Supplied text
Murph: Is there any published research to indicate that meaningful data is recoverable after a single pass overwrite? I am aware that there are areas marked as bad by the hard disk itself that retain some data and aren't externally accessible except with specialist kit. But for a track that has been overwritten has data been shown to be recoverable?
Well, the DoD/NCSC/NSA requirement for multiple passes of overwriting, with specific bit manipulation, has been around for quite a long time. The NCSC book on it is 1991, but I believe it dates back to at least the 1970s. It is a real enough concern that several major commercial OS vendors have implementations of the multiple pass purge as part of their base OS (probably so that they can bid for government contracts).

Bruce Schneier recognised the issue and wrote about it, including describing a 7-pass overwriting method. The Russian GOST standards recognise it. Basically, pretty much everyone that deals with classified data has recognised it at some point in time and created their standard for multiple pass overwriting.

In recent years, it has been suggested that the bit density of modern media would prevent any recovery. The problem with that theory is that we have the heads and precision actuators to perform normal reads at that density, so if the concern was previously valid it's not a big stretch to assume that the technique would also have scaled up.

It's certainly not easily done, is probably very costly to do it, might even be currently impossible on today's drives (but what about today's drives and tomorrow's technology?); but it has been very widely recognised as a risk for a long time, and the recognition is from significant people/agencies/bodies.

A single pass of zeroes will certainly make it very difficult to recover anything, and impossible through normal methods of accessing a normal drive. The additional passes address a potential risk for cases where even a theoretical recovery must be prevented (but reuse of the media is desired, and destruction via degaussing and/or physical shredding are not preferred).
 
I find a lot of organisations spend a lot of money securing information whilst it is sitting on a server somewhere and then tend to forget that putting unencrypted hard disks, USB flash disks, paper etc straight in the trash puts their information at risk. I am definitely all for recycling old hardware though. FreeBSD flies along on older machines that wouldn't be viable for a recent version of Windows.


I suspect that was my fault for posting so many links to physical destruction resources. I think some people like physical destruction because it is apparent that something has happened, unlike overwriting or degaussing. I have seen equipment disposal be the responsibility of someone running a guard force (that is, not someone technical) rather than someone who is responsible for securing IT systems. I also wonder if an industry that started out shredding paper has just progressed to shredding everything else too.

I think this is common with a large organization, although I have never worked in any real IT role at a corporation or organization. What I mean to say is that it seems difficult to homogeneously delegate resources and or protocols in a large group of people, and security, while being important, may not be paramount. Although I was surprised by the sentiment there appeared to be about corporate/organizational recycling. I hadn't initially realized it was common or a least, out there. As far as physical destruction resources; I think it may be harder to find that sort of niche effort. Definitely because people want it done, and destruction makes it gone. The Service Provider's referenced on the NAID page do seem to be more of a shredding company that progressed into that market; more below.

Supplied material
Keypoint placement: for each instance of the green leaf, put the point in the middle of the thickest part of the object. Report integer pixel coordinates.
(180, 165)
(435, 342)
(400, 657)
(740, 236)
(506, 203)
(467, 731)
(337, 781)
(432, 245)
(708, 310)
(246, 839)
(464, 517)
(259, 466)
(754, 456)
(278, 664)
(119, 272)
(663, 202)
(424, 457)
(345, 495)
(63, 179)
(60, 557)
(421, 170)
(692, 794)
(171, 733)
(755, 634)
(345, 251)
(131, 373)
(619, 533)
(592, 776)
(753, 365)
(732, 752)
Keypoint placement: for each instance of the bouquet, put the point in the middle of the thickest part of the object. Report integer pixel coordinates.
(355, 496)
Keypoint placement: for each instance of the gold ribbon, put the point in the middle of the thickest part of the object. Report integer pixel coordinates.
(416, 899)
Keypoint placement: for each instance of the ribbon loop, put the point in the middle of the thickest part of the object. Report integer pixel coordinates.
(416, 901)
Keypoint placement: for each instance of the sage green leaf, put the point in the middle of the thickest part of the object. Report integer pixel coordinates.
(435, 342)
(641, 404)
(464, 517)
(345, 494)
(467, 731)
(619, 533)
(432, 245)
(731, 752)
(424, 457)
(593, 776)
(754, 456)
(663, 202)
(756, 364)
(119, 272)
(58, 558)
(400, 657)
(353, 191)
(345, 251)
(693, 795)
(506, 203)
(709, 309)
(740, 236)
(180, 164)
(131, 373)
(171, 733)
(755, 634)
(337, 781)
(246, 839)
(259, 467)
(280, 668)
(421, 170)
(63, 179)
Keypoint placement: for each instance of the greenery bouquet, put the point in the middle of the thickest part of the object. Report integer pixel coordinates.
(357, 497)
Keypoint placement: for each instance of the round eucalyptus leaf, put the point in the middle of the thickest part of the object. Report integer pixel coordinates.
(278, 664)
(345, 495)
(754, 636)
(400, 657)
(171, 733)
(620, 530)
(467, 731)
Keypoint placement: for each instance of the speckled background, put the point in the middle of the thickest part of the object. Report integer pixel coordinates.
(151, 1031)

Problems to solve
1. From the discussion of overwriting disks, write out the passage that begins at the words "In recent years, it" and stops after the words "from significant people/agencies/bodies.".
2. Based on the discussion of overwriting disks, answer yes or no to each statement, and quote the words that settle it. (a) The NCSC book on multiple-pass overwriting is from 1991. (b) Bruce Schneier described a 3-pass overwriting method. (c) FreeBSD runs well on older machines.
3. Carry on the discussion of overwriting disks from the last sentence it gives.
You won't need the rows above for anything here.

The results
1.
In recent years, it has been suggested that the bit density of modern media would prevent any recovery. The problem with that theory is that we have the heads and precision actuators to perform normal reads at that density, so if the concern was previously valid it's not a big stretch to assume that the technique would also have scaled up.

It's certainly not easily done, is probably very costly to do it, might even be currently impossible on today's drives (but what about today's drives and tomorrow's technology?); but it has been very widely recognised as a risk for a long time, and the recognition is from significant people/agencies/bodies.

2.
(a) Yes: "The NCSC book on it is 1991"
(b) No: "including describing a 7-pass overwriting method"
(c) Yes: "FreeBSD flies along on older machines that wouldn't be viable for a recent version of Windows"

3.
Yeah, FreeBSD and many resource aware OS's are capable if not excel on that sort of hardware. They can definitely be useful.

Do look at the annex in ISO 27040 for disk erasure though. It is quite detailed, particularly for hard disk erasure, which terms "purge" rather than its other options "clear" (factory reset) or "destruct" (physically destroy). It is also recently published (2015). Although it wouldn't be possible to gain a certification (technically it is a guidance document not a specification though for implementation this makes little difference), you could declare that you implement a process following the guidance in ISO 27040 and a client could audit you if they wanted.

For equipment recycling, in the UK there is a procedural standard PAS 141 "Reuse of used and waste electrical and electronic equipment (UEEE and WEEE). Process management. Specification" that might be of interest, though it does have a focus on European legislation. It does include a specification for hard disk erasure but unhelpfully only refers to a UK government document that isn't in the public domain, the equivalent from any other government or the manufacturer's instructions.


NAID has a focus on physical destruction. If you want a hamburger, don't go to a fish restaurant :)

As the name says National Association for Information Destruction, although as was said the emphasis falls on brute force, simple techniques it seems. These may or may not be more effective but may be final, or emphatic. The drives though may be expensive to re-use in a secure way though. I think you would need a place to do it, a certification to do it (audit for said), time to do it, a person to do it, and then a market for drives that only run a viable OS on these consumer grade drives. I am guessing that also the person/people that do the audit will have to get paid as well. The application fee for 2016 NAID AAA Certification, 25_cert-app-us-1.pdf found here (http://www.naidonline.org/nitl/en/cert/documents/single.html) as Certification Application - US & Canada, is $965 for a Mobile or Plant-based operation, and comes with a healthy amount of paper work. So it is not the kind of casual way I was thinking about it, but this is a certification organization, who will do the audits, and will verify your work. I think there is mention of recorded CCTV footage and drug tests that have to be performed.

Contrast this to the 2016 NAID Sanitization Certification Application (Certification of Computer Hard Drive Sanitization Packet, on the same page) wherein a fee of $2830 for a Sanitization OR Deguasing Operation is expected. Deguasing, from what I saw before, makes the drive unusable. Sanitization, with the added confidence that is expected, must require even more thorough certification.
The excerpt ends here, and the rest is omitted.